- [READING TEXT]:
# Farmer milks a cow



## elianna (Jun 9, 2009)

A farmer was milking his cow. He was just starting to get a good rhythm going when a bug flew into the barn and started circling his head. Suddenly, the bug flew into the cow's ear. The farmer didn't think much about it, until the bug squirted out into his bucket. It went in one ear and out the udder.


----------



## Scout (Jun 9, 2009)

LOL Oh, that's bad!


----------



## wynedot55 (Jun 9, 2009)




----------



## Farmer Kitty (Jun 9, 2009)




----------



## Chirpy (Jun 9, 2009)




----------



## WildRoseBeef (Jun 9, 2009)

LMAO that's a good one.


----------



## Thewife (Jun 9, 2009)




----------



## Rence (Jun 10, 2009)

I'm ashamed to admit I had to read that twice. But, better late than never


----------



## Kute Kitten (Jun 10, 2009)

This thread should have a lot of laughs for it!


----------



## wafflesmom (Sep 13, 2009)

Hahaha


----------



## Evilkitty162 (Nov 6, 2009)

- [SHORT EXERCISE]: Transcribe the passage of the cow-milking joke thread above from "## elianna (Jun" to "out the udder.".

- [DATASET EXCERPTS]:

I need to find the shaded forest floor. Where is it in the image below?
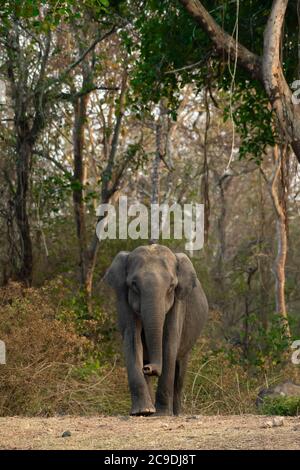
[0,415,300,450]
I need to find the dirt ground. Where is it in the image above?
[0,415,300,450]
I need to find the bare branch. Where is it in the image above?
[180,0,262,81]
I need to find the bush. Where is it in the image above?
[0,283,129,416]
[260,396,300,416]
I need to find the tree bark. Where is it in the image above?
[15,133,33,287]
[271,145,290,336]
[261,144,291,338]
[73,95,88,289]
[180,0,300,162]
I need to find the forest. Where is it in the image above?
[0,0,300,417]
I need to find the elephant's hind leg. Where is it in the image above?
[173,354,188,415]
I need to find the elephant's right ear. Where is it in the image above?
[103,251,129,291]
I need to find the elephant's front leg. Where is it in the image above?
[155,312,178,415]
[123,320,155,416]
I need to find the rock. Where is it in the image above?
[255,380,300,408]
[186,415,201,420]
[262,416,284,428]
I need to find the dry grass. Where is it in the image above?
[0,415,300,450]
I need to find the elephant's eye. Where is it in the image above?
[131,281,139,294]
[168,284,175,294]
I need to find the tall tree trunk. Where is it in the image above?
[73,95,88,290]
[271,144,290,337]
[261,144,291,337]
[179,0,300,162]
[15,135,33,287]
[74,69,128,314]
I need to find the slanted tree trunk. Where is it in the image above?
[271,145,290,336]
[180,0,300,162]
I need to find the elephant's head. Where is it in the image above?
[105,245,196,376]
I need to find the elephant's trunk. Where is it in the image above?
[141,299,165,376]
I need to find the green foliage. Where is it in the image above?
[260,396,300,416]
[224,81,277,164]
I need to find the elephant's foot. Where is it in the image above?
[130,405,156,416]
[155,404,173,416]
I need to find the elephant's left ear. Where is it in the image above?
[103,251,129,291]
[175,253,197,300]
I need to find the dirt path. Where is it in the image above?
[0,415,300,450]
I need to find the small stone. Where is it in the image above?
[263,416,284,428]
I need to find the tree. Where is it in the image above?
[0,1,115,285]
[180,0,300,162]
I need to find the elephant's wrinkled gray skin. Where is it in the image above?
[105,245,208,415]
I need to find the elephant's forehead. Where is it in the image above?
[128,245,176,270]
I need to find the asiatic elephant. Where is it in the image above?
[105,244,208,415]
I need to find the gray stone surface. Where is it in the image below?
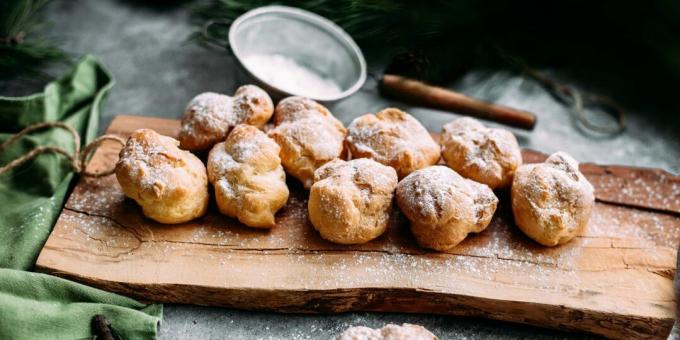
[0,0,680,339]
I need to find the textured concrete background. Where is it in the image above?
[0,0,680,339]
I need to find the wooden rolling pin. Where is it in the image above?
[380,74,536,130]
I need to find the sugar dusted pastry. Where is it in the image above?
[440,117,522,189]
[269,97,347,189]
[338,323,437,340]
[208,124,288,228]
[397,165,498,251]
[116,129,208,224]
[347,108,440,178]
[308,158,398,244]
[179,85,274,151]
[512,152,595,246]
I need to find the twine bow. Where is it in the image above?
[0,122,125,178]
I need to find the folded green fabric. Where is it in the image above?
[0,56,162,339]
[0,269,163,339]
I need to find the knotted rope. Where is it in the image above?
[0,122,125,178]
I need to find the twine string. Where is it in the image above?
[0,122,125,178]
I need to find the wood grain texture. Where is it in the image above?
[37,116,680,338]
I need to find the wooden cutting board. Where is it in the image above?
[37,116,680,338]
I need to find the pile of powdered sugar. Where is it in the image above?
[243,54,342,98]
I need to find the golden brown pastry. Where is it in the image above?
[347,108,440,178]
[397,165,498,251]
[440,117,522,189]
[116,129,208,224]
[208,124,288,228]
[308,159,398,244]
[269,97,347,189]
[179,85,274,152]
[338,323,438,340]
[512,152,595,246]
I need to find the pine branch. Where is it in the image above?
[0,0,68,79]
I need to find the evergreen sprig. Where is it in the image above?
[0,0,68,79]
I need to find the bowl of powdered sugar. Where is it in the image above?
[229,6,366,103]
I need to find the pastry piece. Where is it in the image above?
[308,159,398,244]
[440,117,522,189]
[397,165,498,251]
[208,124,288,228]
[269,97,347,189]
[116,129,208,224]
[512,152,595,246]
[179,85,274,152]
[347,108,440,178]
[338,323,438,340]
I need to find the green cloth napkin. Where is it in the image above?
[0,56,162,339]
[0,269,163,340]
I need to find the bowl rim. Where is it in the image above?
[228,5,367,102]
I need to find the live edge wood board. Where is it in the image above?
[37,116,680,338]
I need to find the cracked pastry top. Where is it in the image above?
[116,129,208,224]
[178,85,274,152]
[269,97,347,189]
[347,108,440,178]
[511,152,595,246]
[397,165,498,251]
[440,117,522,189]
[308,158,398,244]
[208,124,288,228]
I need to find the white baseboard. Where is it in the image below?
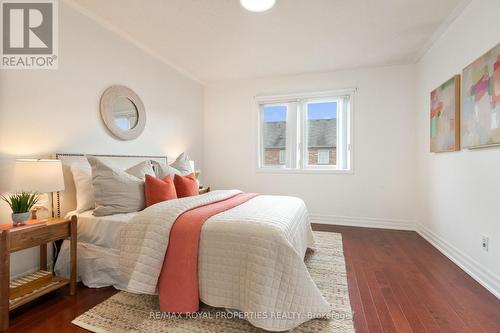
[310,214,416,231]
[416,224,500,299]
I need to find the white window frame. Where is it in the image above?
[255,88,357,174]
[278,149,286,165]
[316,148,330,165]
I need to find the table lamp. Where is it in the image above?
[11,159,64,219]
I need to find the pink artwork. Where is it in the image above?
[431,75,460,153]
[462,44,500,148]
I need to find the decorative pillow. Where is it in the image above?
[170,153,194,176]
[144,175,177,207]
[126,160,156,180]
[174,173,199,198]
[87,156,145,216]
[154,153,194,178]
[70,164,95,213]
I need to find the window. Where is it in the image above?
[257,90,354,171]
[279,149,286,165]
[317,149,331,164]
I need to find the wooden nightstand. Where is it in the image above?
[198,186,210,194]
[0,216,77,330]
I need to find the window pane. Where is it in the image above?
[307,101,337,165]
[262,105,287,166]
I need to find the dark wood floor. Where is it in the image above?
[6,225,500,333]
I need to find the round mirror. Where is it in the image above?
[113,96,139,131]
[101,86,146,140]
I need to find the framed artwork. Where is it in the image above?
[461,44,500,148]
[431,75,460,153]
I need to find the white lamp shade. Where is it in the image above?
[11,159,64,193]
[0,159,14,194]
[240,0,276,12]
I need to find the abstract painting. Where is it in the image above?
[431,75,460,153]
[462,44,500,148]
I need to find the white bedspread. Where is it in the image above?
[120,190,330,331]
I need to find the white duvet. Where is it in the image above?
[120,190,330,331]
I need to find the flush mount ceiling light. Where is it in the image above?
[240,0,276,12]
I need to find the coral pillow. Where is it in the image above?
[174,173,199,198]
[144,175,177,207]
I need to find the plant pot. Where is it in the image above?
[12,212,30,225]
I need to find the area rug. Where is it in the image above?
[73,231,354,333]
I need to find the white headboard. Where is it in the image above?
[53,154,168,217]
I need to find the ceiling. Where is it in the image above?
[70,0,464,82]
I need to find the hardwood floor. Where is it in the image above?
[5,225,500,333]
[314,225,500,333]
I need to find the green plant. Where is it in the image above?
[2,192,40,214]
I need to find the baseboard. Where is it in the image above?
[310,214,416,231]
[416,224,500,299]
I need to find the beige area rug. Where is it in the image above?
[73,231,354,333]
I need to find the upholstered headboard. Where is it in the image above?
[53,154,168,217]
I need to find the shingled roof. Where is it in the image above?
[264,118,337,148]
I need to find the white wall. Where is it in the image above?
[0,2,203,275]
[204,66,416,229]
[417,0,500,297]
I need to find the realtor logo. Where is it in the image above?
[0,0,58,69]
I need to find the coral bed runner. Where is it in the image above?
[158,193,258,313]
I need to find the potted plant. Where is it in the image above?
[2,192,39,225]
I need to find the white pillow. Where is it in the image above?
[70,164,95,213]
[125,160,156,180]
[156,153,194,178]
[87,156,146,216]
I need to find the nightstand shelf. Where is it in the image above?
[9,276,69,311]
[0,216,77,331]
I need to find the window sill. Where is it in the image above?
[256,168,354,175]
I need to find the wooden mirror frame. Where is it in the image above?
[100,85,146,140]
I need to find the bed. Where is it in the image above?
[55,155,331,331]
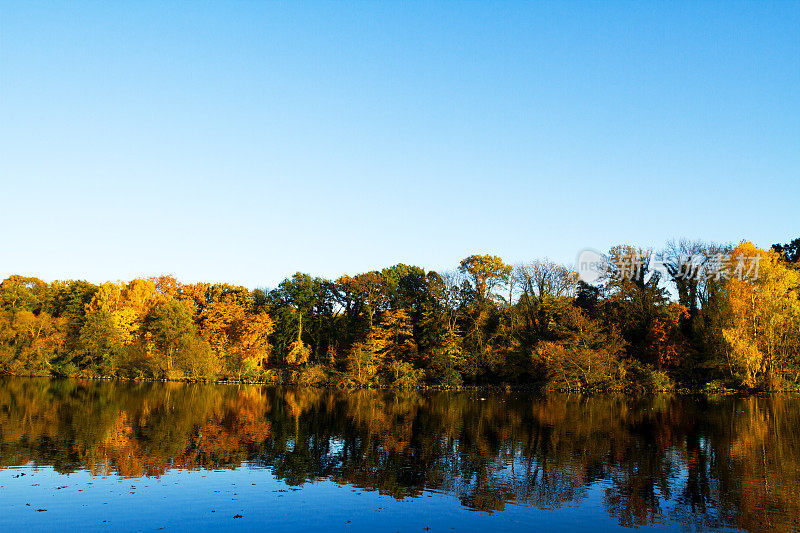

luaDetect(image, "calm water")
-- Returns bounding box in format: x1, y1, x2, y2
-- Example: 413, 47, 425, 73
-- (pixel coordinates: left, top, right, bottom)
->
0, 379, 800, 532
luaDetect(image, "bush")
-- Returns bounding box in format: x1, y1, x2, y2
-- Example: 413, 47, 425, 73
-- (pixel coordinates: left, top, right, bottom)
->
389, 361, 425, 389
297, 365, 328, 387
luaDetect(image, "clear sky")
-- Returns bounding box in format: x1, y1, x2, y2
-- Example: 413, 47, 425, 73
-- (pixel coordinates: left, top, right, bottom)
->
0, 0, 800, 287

==

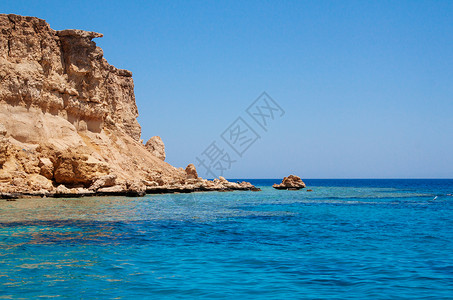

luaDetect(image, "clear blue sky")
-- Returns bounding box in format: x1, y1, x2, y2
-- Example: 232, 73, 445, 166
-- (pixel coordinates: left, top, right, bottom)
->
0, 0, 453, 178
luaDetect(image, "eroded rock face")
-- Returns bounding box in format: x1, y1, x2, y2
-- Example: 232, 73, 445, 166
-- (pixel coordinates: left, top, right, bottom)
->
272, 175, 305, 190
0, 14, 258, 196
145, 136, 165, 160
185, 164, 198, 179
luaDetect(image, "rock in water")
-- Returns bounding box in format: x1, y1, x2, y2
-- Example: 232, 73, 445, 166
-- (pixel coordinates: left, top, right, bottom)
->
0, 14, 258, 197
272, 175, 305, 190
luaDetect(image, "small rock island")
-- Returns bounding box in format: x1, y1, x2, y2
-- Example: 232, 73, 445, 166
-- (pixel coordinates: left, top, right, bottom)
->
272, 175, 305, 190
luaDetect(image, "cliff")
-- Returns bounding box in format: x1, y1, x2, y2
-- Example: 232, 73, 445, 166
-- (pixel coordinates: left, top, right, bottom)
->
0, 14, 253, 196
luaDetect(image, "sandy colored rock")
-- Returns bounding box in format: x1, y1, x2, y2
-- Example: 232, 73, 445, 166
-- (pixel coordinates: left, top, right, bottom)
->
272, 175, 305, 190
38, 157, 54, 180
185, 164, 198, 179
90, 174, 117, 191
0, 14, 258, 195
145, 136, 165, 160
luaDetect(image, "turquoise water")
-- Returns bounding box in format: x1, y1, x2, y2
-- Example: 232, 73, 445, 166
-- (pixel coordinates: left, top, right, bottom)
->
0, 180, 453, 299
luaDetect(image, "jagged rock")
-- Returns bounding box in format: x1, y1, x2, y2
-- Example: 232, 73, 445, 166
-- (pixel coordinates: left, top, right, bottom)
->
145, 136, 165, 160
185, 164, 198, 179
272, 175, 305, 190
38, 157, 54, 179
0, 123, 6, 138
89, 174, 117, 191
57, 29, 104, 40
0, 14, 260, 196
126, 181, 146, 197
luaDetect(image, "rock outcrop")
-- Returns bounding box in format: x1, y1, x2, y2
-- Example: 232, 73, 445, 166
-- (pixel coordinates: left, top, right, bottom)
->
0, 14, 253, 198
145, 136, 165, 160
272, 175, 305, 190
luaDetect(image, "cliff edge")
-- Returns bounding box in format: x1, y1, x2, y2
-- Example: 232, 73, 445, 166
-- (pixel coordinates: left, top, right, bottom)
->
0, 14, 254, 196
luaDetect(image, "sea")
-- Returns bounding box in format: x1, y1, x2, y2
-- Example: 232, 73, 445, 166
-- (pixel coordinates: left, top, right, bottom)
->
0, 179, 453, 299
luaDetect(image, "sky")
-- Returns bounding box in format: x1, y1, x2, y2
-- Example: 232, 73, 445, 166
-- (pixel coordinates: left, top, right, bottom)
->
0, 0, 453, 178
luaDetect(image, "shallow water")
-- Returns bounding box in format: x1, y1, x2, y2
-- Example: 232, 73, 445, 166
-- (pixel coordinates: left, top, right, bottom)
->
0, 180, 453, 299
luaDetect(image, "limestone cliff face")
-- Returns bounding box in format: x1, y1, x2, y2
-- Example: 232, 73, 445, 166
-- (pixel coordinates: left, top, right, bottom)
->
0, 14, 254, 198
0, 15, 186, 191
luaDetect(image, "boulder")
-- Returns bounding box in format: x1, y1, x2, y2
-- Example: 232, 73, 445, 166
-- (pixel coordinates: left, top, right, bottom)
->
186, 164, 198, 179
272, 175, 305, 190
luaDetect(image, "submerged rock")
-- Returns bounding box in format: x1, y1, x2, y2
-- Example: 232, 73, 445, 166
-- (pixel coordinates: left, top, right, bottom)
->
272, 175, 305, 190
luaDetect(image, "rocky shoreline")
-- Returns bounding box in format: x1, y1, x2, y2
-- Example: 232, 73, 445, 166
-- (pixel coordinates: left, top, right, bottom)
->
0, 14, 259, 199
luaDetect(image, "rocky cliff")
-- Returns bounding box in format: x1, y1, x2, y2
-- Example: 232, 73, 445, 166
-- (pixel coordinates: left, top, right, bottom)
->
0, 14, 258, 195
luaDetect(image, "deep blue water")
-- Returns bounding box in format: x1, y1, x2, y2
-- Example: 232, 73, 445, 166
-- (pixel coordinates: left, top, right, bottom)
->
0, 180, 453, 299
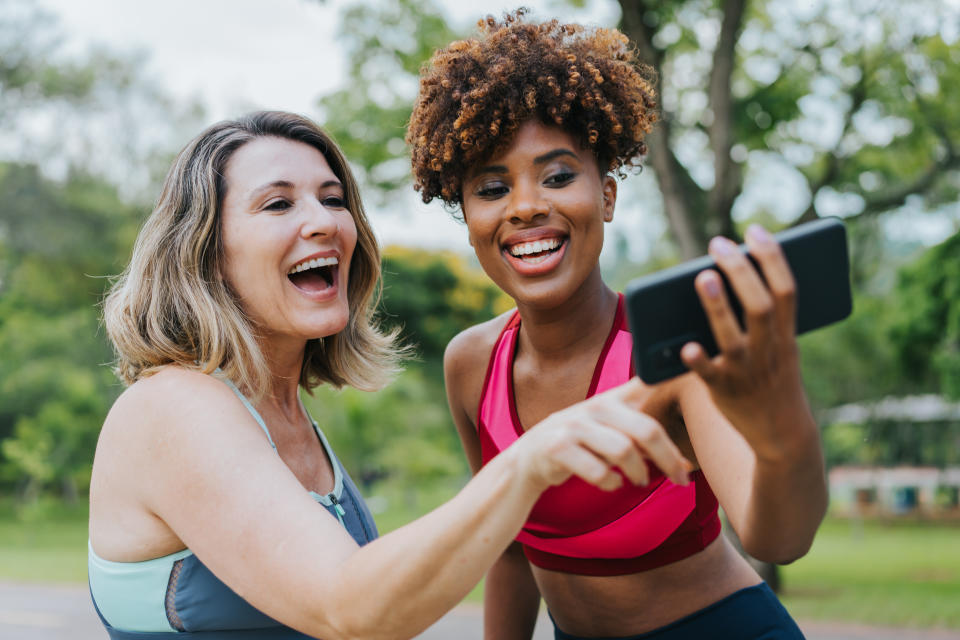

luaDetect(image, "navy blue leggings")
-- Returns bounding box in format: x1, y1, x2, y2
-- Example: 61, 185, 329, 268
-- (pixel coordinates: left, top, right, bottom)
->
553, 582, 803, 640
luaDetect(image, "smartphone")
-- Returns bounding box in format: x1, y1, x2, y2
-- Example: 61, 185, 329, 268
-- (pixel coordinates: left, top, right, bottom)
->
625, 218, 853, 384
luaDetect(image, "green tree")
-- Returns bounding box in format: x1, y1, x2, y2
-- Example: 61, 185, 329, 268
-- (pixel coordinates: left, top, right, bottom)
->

- [THE RESPONSE]:
## elianna (Jun 9, 2009)

A farmer was milking his cow. He was just starting to get a good rhythm going when a bug flew into the barn and started circling his head. Suddenly, the bug flew into the cow's ear. The farmer didn't think much about it, until the bug squirted out into his bucket. It went in one ear and out the udder.